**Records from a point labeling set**
☆ ☆ ☆
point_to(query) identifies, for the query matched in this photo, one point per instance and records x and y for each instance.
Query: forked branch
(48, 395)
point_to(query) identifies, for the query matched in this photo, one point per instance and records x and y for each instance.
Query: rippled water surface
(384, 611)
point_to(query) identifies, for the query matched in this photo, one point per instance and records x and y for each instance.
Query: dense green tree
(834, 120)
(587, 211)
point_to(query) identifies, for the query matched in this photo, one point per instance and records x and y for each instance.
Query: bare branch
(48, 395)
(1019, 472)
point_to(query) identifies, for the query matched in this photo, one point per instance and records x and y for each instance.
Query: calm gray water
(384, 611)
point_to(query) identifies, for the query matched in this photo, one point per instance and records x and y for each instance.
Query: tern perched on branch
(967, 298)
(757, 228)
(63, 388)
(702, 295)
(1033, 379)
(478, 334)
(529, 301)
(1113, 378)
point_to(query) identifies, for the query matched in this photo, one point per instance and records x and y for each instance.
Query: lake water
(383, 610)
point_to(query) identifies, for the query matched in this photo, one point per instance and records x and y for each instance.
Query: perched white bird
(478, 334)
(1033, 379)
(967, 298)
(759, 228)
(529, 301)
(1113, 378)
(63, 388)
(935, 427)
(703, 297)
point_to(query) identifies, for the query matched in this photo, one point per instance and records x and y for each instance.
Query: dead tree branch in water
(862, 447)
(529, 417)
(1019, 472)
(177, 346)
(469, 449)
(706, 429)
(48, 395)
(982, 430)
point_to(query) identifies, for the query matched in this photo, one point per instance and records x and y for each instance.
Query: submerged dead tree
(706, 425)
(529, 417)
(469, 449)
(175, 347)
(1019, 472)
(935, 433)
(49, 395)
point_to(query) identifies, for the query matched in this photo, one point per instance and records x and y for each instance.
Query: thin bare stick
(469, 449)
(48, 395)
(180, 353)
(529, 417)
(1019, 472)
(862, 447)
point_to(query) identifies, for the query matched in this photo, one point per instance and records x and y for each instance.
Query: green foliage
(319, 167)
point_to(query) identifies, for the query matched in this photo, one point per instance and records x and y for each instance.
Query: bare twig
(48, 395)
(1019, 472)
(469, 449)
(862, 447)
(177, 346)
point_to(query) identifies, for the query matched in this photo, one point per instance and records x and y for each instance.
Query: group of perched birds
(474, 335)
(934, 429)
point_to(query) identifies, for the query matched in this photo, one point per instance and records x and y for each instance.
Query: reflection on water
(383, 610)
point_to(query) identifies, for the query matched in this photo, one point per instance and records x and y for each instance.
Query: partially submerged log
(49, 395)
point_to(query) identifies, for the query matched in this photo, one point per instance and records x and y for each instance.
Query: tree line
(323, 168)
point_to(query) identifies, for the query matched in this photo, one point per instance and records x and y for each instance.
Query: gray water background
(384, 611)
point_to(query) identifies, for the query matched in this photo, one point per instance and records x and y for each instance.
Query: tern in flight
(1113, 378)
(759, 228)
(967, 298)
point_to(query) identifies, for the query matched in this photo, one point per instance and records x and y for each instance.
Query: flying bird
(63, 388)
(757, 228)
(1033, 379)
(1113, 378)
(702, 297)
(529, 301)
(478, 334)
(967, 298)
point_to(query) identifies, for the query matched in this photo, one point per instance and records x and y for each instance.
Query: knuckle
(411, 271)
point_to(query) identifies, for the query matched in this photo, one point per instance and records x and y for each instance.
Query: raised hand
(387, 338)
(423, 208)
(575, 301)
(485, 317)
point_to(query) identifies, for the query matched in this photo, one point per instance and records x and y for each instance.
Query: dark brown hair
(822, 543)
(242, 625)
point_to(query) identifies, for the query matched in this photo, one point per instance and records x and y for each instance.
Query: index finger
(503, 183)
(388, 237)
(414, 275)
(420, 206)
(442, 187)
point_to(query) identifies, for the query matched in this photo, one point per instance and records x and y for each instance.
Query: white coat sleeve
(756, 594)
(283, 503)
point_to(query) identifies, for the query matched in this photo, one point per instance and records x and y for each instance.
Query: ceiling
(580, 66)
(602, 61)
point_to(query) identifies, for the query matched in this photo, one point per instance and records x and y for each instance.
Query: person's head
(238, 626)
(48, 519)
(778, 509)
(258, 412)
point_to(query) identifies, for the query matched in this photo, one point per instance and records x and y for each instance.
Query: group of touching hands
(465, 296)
☆ ☆ ☆
**To be done**
Every line of the data above should be copied exactly.

**Solution for this task**
point_to(query) identifies, for the query matched in this photo, one point per instance and records x and y for each instance.
Query: forked branch
(48, 395)
point_to(query) identifies, for the query matched in this photo, one point per instance and records x and y for each instance.
Query: rippled water surface
(384, 611)
point_to(query) identifies, for the query matched in this photo, one point per instance and records x and y for each instance.
Query: dense green tree
(834, 120)
(587, 211)
point_to(query) identifies, for the query matched in this photo, one point per instance and records x and y for each instance.
Query: bare branch
(48, 395)
(1019, 472)
point_to(query) identifies, for the query matched in this photo, one point per instance and records x and y for each instance.
Query: calm gray water
(384, 611)
point_to(query) identifies, for the query matched in this photo, one point per instance and records x and y for each instance.
Query: tern perched on branch
(967, 298)
(757, 228)
(63, 388)
(702, 295)
(1033, 379)
(478, 334)
(529, 301)
(1113, 378)
point_to(query) identifies, for the query matched in this photo, one point per instance and records x and y for each instance.
Query: lake water
(383, 610)
point_to(query) identifies, for the query matched in this photo, one point per instance and records x and y for each instance.
Query: perched white bird
(478, 334)
(1033, 379)
(967, 298)
(759, 228)
(529, 301)
(1113, 378)
(63, 388)
(935, 427)
(703, 297)
point_to(query) identifies, for the query matched in this photo, one point per instance and records x and y for each instance.
Query: dead tree branch in water
(862, 447)
(529, 417)
(1019, 472)
(177, 346)
(469, 449)
(706, 429)
(48, 395)
(982, 430)
point_to(query) identifies, for the query matched in this photo, one point per instance and records x and y for each instance.
Query: submerged dead tree
(706, 425)
(529, 417)
(469, 449)
(175, 347)
(1019, 472)
(935, 433)
(49, 395)
point_to(query) identifies, for the query matched in this photo, one point per instance and records x and y for each instance.
Query: thin bare stick
(469, 449)
(48, 395)
(180, 353)
(529, 417)
(1019, 472)
(862, 447)
point_to(query) identifies, for the query matched in this photo, one point per instance and records x and y for each instance.
Query: green foliage
(319, 167)
point_to(query) identifies, for the query matched in this photo, one point per instance and records x and y for each instance.
Query: bare twig
(48, 395)
(1019, 472)
(469, 449)
(862, 447)
(177, 346)
point_to(query) identifies, for the query matched in this photo, one point per instance and records x and y for each instance.
Query: group of perched birds
(474, 335)
(934, 429)
point_to(query) identifies, for the query matched in this photo, one point per instance and records x and y for each instance.
Query: reflection on water
(383, 610)
point_to(query) identifies, for the query matched in this photo, one point per instance and records x and y for each instance.
Query: partially submerged log
(49, 395)
point_to(query) identifies, for the query matched in this photo, one point per instance and records x and y for each instance.
Query: tree line
(323, 168)
point_to(query) identifies, for the query matched in this photo, one point per instance and records x and y for each instance.
Query: gray water background
(384, 611)
point_to(query) identifies, for the query matched in this photo, one point per instance and records x and y for each instance.
Query: tern in flight
(1113, 378)
(759, 228)
(967, 298)
point_to(query) identifies, for the query matched in this photo, one point per instance and records x and y for each instance.
Query: flying bird
(63, 388)
(757, 228)
(1033, 379)
(1113, 378)
(702, 297)
(529, 301)
(478, 334)
(967, 298)
point_to(query) identifies, for the query matched in this photo, one point per instance and records x and y for each instance.
Query: knuckle
(411, 271)
point_to(query) identifies, for the query matched in this photo, one point per instance and records x and y for each instance.
Query: raised hand
(387, 338)
(423, 208)
(575, 301)
(485, 317)
point_to(query) identifies, for the query matched in this photo, one point per instance and records x and y for each instance.
Query: dark brown hair
(822, 543)
(242, 625)
point_to(query) identifies, for the query matched in this photo, one point per instance and records x and y for each instance.
Query: index finger
(503, 183)
(388, 237)
(414, 275)
(420, 206)
(442, 187)
point_to(query) identifies, for the query matched in this photo, one point per instance and records x and y for each instance.
Query: white coat sleeve
(756, 594)
(283, 503)
point_to(query) identifies, for the query matched in this photo, one point per instance and records x and y for each instance.
Query: ceiling
(580, 66)
(602, 61)
point_to(query) identifies, for the query matched in this photo, one point per instance and records x and y for each instance.
Query: person's head
(238, 626)
(48, 519)
(778, 509)
(258, 412)
point_to(query) identifies, for the query matched in this photo, one point per instance and records x and y for each instance.
Query: group of touching hands
(465, 296)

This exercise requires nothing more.